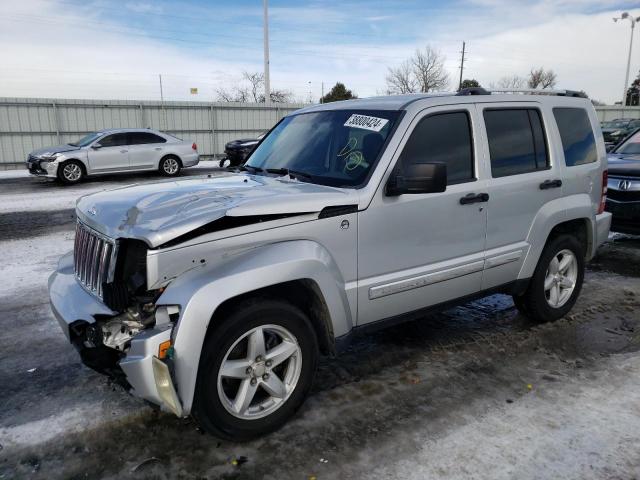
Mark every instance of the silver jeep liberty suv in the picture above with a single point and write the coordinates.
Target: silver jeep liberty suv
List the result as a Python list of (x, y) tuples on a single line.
[(214, 297)]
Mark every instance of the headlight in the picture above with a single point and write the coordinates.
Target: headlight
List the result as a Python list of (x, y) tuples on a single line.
[(50, 158)]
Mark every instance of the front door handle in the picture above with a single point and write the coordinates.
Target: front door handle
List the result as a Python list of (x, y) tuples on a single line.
[(547, 184), (474, 198)]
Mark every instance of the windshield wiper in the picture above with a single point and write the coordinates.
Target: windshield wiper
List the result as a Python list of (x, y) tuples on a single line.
[(250, 168), (288, 171)]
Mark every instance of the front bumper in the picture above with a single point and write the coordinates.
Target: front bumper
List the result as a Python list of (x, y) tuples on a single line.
[(42, 168), (626, 216), (603, 224), (75, 308)]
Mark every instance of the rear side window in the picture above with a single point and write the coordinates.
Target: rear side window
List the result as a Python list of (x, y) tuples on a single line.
[(139, 138), (516, 141), (443, 138), (115, 140), (578, 142)]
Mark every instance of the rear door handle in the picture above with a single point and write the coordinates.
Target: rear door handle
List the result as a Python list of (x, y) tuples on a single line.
[(474, 198), (547, 184)]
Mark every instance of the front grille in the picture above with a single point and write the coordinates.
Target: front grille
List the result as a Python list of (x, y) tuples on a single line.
[(623, 195), (94, 258)]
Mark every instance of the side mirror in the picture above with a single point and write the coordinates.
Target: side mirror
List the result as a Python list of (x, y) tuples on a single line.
[(418, 178)]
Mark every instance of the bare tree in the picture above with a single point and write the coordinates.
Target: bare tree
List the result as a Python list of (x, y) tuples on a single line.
[(512, 82), (256, 81), (428, 69), (250, 90), (423, 72), (401, 79), (541, 78)]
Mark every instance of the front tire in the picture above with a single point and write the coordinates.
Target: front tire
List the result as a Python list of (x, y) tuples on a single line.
[(170, 166), (257, 367), (71, 172), (556, 282)]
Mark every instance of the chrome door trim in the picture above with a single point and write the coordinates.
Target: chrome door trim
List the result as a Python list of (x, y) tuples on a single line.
[(503, 259), (424, 280)]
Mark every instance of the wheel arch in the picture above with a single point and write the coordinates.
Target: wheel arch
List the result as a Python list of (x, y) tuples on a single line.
[(573, 214), (171, 155), (299, 271)]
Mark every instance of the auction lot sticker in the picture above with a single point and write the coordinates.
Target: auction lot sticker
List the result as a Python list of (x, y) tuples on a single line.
[(366, 122)]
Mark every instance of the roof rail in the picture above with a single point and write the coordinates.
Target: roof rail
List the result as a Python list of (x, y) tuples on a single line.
[(540, 91), (473, 91)]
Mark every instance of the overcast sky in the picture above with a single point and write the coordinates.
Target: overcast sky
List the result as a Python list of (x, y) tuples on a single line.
[(116, 49)]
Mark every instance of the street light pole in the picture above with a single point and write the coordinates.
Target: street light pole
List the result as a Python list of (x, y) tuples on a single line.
[(267, 87), (626, 77)]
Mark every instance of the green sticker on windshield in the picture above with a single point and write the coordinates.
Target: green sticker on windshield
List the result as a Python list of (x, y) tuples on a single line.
[(366, 122)]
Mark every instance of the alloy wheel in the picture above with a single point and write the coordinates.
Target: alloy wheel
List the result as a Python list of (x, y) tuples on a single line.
[(170, 166), (72, 172), (259, 372), (560, 279)]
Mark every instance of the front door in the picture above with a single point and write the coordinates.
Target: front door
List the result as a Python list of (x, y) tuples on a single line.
[(145, 150), (418, 250), (109, 153)]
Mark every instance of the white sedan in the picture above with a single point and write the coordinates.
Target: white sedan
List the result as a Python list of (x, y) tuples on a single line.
[(114, 151)]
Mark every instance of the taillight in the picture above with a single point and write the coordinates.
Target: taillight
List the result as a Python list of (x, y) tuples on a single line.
[(603, 193)]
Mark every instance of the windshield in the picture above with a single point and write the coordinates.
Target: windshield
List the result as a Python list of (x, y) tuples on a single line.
[(86, 140), (632, 145), (338, 147)]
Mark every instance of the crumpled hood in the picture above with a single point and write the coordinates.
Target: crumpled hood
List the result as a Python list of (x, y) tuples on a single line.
[(623, 164), (47, 151), (159, 212)]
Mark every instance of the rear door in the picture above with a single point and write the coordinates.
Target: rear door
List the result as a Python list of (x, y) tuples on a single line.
[(109, 153), (145, 150), (525, 177)]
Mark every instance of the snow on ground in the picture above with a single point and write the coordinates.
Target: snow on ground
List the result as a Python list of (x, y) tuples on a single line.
[(20, 192)]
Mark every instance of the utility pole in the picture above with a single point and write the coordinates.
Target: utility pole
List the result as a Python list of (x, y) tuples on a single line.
[(461, 66), (267, 87), (633, 21), (164, 114)]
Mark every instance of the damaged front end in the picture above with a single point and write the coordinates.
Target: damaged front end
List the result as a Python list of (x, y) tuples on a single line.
[(100, 298)]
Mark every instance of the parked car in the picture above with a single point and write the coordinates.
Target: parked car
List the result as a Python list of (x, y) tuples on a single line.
[(114, 151), (616, 130), (237, 151), (623, 194), (218, 297)]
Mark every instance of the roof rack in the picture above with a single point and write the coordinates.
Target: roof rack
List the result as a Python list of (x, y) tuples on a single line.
[(531, 91), (540, 91)]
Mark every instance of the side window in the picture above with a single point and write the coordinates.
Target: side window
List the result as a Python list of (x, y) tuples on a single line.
[(443, 138), (578, 142), (115, 140), (140, 138), (516, 141)]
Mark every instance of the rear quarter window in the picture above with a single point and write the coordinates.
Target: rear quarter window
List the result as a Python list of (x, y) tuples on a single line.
[(576, 133)]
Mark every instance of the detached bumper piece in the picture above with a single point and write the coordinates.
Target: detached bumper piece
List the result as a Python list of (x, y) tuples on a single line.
[(139, 369)]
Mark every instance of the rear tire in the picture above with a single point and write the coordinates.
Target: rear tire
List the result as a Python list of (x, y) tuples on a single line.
[(556, 282), (277, 386), (71, 172), (170, 166)]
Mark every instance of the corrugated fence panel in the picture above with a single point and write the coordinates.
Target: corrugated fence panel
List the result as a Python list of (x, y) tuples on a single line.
[(27, 124)]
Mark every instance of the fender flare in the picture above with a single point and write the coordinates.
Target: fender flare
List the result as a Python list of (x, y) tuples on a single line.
[(200, 292), (553, 213)]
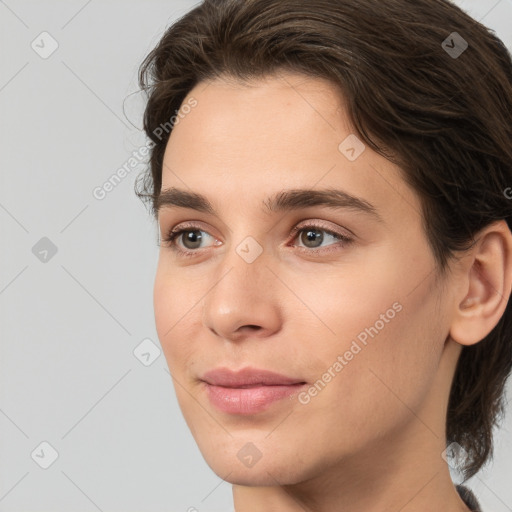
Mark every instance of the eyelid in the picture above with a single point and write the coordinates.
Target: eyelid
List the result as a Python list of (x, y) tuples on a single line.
[(343, 238)]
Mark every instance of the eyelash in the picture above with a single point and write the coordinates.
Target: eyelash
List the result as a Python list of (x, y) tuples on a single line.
[(169, 239)]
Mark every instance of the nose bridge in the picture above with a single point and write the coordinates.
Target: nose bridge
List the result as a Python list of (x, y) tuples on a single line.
[(243, 293)]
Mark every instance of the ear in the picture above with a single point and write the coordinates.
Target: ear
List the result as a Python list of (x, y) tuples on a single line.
[(485, 284)]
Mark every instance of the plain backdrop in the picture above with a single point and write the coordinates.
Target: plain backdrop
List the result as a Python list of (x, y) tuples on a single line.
[(77, 395)]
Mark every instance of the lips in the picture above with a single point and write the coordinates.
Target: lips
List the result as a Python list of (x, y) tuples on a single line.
[(248, 391), (247, 377)]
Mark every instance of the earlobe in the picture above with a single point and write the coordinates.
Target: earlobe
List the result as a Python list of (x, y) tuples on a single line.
[(487, 281)]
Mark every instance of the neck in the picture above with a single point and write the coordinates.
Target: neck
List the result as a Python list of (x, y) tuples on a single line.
[(408, 478)]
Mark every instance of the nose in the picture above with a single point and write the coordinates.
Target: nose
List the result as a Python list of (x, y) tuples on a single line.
[(243, 300)]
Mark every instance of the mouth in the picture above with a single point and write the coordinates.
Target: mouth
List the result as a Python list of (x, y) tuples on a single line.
[(248, 391)]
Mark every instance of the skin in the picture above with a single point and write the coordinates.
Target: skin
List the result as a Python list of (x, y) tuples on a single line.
[(372, 439)]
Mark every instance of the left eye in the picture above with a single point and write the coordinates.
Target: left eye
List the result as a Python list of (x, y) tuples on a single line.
[(313, 236)]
------
## TASK TO COMPLETE
Turn the stretch of rows from the line containing "Mark every instance of the street" through the line containing "[(170, 166), (72, 172), (259, 372), (560, 279)]" into a numbered list, skipping any blank lines.

## ANSWER TO THIS PROBLEM
1. Mark every instance of the street light pole in the picture above with a single point and write the coordinates.
2. Target: street light pole
3. List the result as a Python list of (x, y) tuples on a single line.
4. [(267, 87), (626, 77)]
5. Mark every instance of the green sticker on windshield in the picture above with a single point and write the coordinates.
6. Target: green sticker on windshield
7. List the result as a Python list of (x, y) tuples on a single line.
8. [(366, 122)]
9. Mark every instance of the alloy wheel in the picture above with a single point and write the coordinates.
10. Target: alloy wheel
11. List the result as a Python list of (x, y) tuples on a single line.
12. [(170, 166), (72, 172), (259, 372), (560, 279)]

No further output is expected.